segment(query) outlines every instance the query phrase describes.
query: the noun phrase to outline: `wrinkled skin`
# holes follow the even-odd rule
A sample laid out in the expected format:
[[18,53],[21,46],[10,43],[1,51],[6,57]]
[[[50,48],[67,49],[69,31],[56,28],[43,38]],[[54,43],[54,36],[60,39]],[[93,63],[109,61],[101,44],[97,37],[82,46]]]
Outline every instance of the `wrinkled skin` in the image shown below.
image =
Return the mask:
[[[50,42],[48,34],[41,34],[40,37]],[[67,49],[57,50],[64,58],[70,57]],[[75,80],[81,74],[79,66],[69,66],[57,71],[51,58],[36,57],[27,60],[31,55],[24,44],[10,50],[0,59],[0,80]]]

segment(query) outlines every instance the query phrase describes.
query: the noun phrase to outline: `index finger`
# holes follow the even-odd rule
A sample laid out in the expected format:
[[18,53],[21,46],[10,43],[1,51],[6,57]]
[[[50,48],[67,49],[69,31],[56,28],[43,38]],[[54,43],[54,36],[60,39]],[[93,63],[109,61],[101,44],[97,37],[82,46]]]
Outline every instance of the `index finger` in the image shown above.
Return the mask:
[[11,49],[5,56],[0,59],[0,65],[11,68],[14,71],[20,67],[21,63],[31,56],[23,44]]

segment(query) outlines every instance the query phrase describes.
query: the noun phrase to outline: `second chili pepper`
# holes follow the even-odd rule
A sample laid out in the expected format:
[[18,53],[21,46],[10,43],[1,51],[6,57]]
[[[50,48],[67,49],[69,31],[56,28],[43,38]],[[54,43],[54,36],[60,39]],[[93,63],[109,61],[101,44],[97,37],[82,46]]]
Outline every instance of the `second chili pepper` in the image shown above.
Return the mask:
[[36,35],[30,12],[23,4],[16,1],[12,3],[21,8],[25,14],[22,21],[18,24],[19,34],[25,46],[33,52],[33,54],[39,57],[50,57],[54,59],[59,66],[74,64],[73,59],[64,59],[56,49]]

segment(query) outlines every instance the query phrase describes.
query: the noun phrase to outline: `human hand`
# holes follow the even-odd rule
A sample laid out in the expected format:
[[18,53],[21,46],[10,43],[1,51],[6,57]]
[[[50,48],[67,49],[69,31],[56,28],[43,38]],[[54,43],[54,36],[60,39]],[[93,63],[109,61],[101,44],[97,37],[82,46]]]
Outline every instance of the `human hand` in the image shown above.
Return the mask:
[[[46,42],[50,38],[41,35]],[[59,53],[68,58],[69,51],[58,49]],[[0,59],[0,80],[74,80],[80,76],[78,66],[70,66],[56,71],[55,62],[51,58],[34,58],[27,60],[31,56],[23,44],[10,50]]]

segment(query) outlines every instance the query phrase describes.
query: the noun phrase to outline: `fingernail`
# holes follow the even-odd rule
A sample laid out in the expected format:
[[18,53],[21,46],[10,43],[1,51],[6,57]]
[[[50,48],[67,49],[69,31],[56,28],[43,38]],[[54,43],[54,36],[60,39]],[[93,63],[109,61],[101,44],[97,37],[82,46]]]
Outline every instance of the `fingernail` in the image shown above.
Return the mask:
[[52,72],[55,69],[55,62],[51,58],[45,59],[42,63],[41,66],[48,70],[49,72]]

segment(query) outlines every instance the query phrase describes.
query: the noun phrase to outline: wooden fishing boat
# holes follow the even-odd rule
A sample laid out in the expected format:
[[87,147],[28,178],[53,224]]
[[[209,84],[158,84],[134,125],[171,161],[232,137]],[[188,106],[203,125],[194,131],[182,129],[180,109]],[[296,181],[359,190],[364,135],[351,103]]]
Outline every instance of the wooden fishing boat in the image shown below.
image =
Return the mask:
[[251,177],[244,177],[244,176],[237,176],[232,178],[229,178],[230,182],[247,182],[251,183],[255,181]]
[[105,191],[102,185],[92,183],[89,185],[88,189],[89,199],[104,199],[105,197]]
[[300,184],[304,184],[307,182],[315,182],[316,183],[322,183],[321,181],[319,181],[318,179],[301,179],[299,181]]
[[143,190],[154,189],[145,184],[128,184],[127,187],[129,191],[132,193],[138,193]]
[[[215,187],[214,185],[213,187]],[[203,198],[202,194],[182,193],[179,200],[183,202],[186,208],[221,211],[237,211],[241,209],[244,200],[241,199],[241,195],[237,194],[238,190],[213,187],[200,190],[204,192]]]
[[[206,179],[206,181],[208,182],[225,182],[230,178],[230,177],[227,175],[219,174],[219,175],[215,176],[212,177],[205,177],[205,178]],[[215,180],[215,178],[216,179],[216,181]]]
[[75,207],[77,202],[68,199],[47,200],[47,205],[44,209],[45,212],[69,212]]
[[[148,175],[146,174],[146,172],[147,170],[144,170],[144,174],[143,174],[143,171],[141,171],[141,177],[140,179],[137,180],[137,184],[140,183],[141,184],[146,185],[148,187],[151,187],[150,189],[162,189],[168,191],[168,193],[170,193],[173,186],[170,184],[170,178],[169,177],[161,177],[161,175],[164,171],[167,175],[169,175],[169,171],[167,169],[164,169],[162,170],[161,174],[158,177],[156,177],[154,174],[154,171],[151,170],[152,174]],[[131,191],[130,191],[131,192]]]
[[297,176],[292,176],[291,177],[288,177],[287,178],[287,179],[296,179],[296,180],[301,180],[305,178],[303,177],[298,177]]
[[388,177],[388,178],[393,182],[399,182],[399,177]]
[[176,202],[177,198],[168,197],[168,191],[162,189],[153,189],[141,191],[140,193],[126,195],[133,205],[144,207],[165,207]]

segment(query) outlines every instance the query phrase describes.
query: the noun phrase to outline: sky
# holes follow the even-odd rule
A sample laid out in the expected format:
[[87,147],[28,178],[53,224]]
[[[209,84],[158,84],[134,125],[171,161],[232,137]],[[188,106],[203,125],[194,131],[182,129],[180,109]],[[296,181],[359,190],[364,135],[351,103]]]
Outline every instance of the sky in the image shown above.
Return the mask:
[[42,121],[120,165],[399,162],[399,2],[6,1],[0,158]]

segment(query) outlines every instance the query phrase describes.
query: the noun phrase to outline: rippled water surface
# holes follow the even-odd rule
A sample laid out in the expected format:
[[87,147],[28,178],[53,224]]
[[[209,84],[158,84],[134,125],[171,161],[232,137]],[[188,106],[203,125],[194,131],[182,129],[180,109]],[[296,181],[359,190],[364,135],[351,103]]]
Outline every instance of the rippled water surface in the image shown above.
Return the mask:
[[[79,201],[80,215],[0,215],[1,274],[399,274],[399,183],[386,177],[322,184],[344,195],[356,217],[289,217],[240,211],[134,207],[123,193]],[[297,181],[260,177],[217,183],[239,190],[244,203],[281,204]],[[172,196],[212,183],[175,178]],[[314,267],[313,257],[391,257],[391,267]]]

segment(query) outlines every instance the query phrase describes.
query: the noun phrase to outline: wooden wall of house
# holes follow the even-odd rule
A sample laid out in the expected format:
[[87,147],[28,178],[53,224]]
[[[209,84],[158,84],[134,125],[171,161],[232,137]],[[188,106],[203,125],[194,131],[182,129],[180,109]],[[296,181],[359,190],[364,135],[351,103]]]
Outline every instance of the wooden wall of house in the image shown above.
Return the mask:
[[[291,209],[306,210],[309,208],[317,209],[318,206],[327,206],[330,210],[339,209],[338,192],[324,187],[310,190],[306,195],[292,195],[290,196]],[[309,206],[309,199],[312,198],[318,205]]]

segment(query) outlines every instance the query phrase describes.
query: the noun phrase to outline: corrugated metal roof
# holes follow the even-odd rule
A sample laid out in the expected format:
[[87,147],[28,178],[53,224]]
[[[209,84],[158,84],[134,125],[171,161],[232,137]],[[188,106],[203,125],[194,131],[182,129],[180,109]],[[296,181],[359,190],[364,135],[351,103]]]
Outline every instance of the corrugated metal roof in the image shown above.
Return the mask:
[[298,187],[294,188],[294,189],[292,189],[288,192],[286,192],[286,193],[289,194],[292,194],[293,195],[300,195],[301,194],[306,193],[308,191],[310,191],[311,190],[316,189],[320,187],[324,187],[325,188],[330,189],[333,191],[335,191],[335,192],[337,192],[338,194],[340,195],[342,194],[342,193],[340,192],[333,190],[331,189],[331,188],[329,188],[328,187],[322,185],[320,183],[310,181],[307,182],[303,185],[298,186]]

● **PROBLEM**: Please pull out every line of the records above that contains the string "skin". Case counts.

● **TASK SOLUTION**:
query: the noun phrase to outline: `wrinkled skin`
Outline every instance of the `wrinkled skin` in the image shown below.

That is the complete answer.